抜粋:
↓↓↓
1月6日のセルティックス戦では41得点を挙げるなど爆発力のあるフォーニエだが、ディフェンスの貢献度は疑問が残る
1月6日のセルティックス戦では41得点を挙げるなど爆発力のあるフォーニエだが、ディフェンスの貢献度は疑問が残る写真:USA TODAY Sports/ロイター/アフロ

プレーイン・トーナメントを免除される順位は微妙か

 イースタン・カンファレンスは全体に層が厚くなっている。ホークスがこれほど下降するとは予想できなかったし、クリーブランド・キャバリアーズ(キャブズ)がこここまで急速に向上するとは思わなかった。キャブズに関しては、今後もプレーオフ争いに踏みとどまると見ている。ジャレット・アレンは上達し、エバン・モーブリーも本当に良い選手だ。チームの足を引っ張る存在になり得たコリン・セクストンが故障離脱したこともプラスに働いている。

 おかげでポストシーズンの座席争いはより激しいものになる。ミルウォーキー・バックス、ブルックリン・ネッツ、シカゴ・ブルズ、ヒートはプレーオフ当確。フィラデルフィア・76ers、キャブズがその後に来る。

 シュート力のあるシャーロット・ホーネッツも大崩れはないだろうし、だとすればニックス、セルティックス、ワシントン・ウィザーズがプレーイン・トーナメントが免除される6位以内に食い込むのは容易ではないはずだ。

 聡明なニックスのある職員は、実は昨年8月の時点で「私たちは7〜10位くらいで苦しむことになるかもしれない」と予想していた。ニックス内でもチームの方向性に関して意見の相違があり、その人物は実際に断行された補強策には反対だった。
↑↑↑
記録:
↓↓↓
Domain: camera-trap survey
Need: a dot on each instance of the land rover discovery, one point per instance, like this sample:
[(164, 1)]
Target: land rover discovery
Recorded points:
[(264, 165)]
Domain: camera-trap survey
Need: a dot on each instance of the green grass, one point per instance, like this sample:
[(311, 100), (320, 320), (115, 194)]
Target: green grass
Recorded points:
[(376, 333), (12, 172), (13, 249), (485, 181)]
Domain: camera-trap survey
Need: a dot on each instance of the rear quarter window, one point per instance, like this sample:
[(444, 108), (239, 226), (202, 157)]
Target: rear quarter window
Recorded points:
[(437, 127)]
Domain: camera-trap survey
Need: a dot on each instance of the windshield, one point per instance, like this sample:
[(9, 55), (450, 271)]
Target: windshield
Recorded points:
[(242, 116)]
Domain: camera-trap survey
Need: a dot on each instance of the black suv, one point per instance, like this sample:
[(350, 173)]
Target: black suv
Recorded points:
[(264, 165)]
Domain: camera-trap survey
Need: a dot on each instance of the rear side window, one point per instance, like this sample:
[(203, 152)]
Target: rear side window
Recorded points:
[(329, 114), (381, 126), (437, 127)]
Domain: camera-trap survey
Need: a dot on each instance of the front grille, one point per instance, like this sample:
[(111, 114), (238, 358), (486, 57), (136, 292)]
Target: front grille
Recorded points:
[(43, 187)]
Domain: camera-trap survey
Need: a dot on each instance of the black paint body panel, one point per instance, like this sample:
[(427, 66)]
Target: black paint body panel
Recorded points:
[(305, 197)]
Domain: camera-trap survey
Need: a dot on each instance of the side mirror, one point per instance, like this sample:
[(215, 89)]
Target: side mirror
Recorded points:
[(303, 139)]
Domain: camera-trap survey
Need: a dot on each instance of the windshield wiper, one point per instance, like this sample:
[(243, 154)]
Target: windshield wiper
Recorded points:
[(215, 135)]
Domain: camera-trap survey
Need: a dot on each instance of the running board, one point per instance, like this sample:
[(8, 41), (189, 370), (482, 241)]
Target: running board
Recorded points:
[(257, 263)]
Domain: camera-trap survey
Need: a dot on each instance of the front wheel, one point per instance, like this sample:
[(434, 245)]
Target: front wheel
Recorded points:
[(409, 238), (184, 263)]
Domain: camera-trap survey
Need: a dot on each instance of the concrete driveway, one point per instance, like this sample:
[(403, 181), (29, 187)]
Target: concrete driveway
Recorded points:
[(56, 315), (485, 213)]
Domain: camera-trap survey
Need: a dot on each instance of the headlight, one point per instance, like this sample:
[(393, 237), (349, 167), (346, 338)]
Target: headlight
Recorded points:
↑↑↑
実施事項:
a) 抜粋によると、プレーイン・トーナメントが免除されるのは何位以内ですか。
b) 抜粋の中でプレーオフ当確とされているチームをすべて挙げてください。

最終回答:
a) 6位以内です。

b) ミルウォーキー・バックス、ブルックリン・ネッツ、シカゴ・ブルズ、ヒート